=== EXCERPT TO READ ===
By 1999 seven adult patients with GH deficiency and left ventricular failure received hexarelin administrations (i.v). The GH response to hexarelin was negligible in these patients. Moreover, hexarelin administration increased their LVEF without changing catecholamine levels, mean blood pressure, or cardiac output. For the first time, the acute administration of hexarelin proved to induce a positive inotropic effect in humans, GH-independent and mediated by specific myocardial receptors for a GH secretagogue peptide [29]. A subsequent study involving hexarelin administration to normal adults, severe GH-deficient patients (N=7), and patients with severe ischemic dilated cardiomyopathy (N=12), confirmed that the acute administration of hexarelin exerts a GH-independent positive inotropic effect likely mediated by specific GHRPs myocardial receptors [30]. This pioneering group, subsequently evaluated the cardiac performances of the acute hexarelin administration (2.0 micrograms/kg, i.v.) in patients undergoing by-pass surgery in comparison to patients given GH-releasing hormone, recombinant human GH, or placebo. The study concluded that the acute administration of hexarelin improves cardiac performance without any relevant variation in systemic vascular resistance, induced a reduction of wedge pressure, and significantly, that these cardiotropic effects were not shown by the other concurrent interventions [31].
=== INFORMATION SUPPLIED ===
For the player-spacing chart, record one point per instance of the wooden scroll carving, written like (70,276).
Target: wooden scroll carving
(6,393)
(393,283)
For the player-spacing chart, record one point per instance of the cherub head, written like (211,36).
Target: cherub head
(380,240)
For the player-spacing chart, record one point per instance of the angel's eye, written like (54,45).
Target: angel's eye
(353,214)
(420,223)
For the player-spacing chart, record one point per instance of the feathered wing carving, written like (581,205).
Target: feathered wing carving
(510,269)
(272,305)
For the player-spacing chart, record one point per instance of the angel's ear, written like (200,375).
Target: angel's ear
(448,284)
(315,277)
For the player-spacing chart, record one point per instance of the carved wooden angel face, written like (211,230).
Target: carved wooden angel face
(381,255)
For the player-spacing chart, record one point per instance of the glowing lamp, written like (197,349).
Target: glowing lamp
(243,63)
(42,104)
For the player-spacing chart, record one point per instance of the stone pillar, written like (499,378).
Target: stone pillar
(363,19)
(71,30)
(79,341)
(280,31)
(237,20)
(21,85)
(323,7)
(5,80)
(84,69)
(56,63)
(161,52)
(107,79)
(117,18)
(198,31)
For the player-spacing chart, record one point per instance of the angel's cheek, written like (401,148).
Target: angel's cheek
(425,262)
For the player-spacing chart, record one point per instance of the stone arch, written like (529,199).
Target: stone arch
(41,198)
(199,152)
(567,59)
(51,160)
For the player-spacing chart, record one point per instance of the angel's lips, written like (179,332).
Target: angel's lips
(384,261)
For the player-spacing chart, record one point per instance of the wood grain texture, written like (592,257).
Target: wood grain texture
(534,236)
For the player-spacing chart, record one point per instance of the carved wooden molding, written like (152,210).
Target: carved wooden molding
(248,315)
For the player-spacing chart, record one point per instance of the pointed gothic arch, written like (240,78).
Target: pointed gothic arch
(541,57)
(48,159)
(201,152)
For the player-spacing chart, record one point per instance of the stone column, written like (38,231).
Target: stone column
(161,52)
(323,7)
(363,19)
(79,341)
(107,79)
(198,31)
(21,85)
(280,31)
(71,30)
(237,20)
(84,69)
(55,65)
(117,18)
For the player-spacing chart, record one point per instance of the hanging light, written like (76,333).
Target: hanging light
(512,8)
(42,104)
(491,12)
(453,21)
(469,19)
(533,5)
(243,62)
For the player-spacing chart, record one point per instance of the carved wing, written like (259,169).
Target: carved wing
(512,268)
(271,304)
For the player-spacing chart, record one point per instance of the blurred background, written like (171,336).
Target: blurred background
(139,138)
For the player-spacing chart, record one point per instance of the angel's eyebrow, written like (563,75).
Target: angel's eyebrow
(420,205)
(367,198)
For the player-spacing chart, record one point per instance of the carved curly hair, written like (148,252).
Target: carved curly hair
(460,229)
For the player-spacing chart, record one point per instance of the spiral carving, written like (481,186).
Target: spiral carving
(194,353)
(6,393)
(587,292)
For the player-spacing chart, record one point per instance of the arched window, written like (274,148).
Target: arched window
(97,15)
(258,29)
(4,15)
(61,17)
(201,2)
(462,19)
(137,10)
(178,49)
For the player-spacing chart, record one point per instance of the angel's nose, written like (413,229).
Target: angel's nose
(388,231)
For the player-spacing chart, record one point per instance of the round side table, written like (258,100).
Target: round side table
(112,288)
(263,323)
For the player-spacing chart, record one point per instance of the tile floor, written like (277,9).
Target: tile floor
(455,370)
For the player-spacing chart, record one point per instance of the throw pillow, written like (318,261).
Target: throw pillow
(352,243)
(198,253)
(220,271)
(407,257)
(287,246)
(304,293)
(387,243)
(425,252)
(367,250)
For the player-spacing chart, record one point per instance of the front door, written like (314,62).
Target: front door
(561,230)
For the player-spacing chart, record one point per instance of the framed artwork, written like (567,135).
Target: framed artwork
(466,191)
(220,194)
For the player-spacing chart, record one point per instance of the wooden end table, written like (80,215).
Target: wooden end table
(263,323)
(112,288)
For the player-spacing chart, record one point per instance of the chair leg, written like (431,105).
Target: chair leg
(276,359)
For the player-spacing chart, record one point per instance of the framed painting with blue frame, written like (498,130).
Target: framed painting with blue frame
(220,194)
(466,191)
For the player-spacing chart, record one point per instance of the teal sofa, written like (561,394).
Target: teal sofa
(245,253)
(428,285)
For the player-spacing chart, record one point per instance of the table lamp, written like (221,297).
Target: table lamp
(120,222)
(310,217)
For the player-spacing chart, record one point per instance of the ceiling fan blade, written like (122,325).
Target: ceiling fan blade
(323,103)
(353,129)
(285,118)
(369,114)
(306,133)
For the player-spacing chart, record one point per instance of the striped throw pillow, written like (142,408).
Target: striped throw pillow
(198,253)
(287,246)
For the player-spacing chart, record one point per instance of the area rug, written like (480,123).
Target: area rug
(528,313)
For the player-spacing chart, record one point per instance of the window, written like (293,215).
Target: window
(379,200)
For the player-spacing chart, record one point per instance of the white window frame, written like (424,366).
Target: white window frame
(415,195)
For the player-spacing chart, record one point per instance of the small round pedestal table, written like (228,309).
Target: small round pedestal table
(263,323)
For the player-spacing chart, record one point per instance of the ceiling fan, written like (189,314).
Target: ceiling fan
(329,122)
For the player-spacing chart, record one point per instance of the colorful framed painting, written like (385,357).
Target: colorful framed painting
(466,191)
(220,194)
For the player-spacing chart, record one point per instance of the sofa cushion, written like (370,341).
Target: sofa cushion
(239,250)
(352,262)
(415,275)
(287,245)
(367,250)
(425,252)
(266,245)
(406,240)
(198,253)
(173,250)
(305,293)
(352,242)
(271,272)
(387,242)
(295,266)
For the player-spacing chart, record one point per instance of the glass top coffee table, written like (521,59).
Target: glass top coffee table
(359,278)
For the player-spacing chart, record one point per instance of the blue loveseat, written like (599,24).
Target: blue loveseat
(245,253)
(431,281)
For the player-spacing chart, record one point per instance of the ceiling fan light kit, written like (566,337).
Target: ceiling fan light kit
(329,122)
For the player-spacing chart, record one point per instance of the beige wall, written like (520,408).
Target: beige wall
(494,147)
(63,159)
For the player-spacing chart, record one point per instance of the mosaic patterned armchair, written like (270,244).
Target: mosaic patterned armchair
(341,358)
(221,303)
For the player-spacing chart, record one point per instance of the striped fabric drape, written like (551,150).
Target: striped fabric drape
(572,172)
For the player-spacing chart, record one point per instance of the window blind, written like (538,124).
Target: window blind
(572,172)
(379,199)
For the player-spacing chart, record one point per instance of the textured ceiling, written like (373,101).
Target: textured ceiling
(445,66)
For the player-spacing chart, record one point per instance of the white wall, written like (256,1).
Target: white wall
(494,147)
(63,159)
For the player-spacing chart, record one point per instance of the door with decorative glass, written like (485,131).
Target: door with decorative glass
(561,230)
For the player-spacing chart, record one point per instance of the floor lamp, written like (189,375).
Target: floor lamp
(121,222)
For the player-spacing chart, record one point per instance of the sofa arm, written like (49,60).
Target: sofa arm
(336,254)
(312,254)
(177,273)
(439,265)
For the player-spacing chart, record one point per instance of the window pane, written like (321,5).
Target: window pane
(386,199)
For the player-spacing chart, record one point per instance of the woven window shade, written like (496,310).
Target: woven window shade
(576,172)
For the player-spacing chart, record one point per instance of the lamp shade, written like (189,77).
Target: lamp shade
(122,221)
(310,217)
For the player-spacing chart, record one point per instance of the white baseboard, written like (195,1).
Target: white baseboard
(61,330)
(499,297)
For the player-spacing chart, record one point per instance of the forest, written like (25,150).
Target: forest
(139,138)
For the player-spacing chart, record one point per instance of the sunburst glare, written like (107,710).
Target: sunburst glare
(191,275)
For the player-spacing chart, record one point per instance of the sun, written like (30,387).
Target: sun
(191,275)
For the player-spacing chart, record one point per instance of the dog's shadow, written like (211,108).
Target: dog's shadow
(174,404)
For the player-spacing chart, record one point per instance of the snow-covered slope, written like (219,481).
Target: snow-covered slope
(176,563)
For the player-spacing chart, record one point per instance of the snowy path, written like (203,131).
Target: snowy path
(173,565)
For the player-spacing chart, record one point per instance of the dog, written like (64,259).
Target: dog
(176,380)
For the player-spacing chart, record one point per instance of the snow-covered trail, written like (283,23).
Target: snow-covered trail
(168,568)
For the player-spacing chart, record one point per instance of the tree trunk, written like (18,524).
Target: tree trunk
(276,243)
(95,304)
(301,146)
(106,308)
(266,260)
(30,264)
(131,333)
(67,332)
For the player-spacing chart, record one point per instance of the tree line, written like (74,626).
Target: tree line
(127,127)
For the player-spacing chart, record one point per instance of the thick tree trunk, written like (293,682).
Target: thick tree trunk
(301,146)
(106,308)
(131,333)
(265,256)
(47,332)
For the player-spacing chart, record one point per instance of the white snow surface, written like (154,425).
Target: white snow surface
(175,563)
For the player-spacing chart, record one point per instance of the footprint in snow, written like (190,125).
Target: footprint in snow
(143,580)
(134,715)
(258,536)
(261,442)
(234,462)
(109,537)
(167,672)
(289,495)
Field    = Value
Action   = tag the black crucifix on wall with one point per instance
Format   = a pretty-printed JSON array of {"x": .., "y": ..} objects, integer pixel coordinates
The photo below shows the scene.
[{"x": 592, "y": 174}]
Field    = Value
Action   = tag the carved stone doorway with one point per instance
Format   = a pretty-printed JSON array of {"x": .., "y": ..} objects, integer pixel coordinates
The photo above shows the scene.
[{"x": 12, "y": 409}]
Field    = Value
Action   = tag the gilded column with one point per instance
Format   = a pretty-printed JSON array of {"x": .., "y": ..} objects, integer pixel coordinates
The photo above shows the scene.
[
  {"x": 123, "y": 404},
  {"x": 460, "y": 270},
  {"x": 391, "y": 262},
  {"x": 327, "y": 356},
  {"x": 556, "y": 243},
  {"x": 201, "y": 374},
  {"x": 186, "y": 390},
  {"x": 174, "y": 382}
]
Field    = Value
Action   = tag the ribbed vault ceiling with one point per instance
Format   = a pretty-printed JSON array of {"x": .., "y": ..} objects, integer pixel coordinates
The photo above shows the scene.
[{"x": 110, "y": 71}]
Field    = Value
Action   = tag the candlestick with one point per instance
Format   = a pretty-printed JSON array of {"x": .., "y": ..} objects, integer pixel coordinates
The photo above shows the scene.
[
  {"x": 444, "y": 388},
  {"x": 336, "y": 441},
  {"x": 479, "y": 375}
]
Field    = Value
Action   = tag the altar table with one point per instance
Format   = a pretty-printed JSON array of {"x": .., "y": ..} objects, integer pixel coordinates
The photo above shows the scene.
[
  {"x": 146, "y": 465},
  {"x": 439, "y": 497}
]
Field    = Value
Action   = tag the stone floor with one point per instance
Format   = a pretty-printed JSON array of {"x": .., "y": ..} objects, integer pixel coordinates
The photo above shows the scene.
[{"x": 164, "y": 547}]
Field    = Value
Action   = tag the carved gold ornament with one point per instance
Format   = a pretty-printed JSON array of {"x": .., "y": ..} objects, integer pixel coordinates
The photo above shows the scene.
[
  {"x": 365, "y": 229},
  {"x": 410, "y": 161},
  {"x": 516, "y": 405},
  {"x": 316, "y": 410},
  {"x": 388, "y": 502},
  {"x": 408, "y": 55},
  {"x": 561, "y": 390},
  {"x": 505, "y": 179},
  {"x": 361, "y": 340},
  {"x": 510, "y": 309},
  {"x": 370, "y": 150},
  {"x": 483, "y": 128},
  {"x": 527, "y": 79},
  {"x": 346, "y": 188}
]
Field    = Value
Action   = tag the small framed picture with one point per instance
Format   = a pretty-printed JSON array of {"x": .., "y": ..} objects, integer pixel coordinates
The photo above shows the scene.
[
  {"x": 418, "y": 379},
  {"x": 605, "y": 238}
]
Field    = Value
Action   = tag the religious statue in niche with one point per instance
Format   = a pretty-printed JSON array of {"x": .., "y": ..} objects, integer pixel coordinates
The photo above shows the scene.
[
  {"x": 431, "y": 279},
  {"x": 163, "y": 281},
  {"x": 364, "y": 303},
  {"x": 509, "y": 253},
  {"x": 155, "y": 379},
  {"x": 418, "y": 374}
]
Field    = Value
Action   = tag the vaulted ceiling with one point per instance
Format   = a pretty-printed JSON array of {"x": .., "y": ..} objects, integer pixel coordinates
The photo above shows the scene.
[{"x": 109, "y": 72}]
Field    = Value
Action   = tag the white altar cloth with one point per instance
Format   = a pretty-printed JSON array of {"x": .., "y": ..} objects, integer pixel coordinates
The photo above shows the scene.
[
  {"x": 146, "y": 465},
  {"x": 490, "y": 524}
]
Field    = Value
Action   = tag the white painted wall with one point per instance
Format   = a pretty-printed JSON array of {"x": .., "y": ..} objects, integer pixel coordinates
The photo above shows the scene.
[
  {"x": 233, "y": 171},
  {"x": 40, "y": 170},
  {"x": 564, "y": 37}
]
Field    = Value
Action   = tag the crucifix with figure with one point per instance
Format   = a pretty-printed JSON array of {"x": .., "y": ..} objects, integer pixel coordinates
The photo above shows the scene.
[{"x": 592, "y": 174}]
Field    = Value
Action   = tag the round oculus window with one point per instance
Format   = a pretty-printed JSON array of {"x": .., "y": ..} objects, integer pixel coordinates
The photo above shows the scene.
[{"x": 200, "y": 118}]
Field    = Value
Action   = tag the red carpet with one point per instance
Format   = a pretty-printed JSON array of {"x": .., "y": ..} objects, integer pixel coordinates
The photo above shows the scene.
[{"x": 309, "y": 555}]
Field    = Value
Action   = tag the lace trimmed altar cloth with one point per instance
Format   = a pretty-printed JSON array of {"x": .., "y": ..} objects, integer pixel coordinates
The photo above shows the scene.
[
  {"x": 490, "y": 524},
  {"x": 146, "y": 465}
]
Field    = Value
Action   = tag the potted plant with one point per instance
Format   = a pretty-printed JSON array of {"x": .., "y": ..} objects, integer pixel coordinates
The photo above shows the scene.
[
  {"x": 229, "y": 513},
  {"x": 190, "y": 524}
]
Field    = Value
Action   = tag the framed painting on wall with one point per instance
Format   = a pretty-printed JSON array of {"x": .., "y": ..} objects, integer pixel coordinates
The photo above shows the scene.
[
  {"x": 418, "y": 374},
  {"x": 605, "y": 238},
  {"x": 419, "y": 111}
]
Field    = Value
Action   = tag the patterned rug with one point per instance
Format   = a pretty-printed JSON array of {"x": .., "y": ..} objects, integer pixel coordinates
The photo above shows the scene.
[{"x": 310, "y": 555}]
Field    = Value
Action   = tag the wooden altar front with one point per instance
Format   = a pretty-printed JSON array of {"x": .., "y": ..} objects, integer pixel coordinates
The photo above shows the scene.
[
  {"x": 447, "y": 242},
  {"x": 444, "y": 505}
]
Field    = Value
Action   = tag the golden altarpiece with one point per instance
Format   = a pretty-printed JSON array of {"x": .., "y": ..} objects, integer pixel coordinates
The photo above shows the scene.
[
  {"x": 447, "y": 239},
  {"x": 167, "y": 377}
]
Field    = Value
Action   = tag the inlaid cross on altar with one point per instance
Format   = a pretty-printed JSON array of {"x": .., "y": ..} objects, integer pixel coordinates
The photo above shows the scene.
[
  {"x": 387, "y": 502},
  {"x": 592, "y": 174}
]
===
DESCRIPTION OF THE TASK — Extend the passage on hexarelin's cardiac effects in humans by writing what comes after its last sentence, keeping it separate from the data.

WRITTEN RESPONSE —
These human subjects’ studies were paralleled by contemporary experimental progresses in basic science, which demonstrated that hexarelin enhanced H9c2 cardiomyocytes proliferation in a dose-dependent manner. Since these were in vitro experiments, completely excluded a potential intervention of the GH axis and clearly indicated a direct GHRP binding to cardiac cells membranes [32]. Van de Breghe group demonstrated that 14 days of pretreatment with GHRP-2, but not GH, selectively protected against the postischemic diastolic dysfunction and myocardial stunning of excised hearts submitted to ischemia/reperfusion in isolated, perfused rabbit hearts [33].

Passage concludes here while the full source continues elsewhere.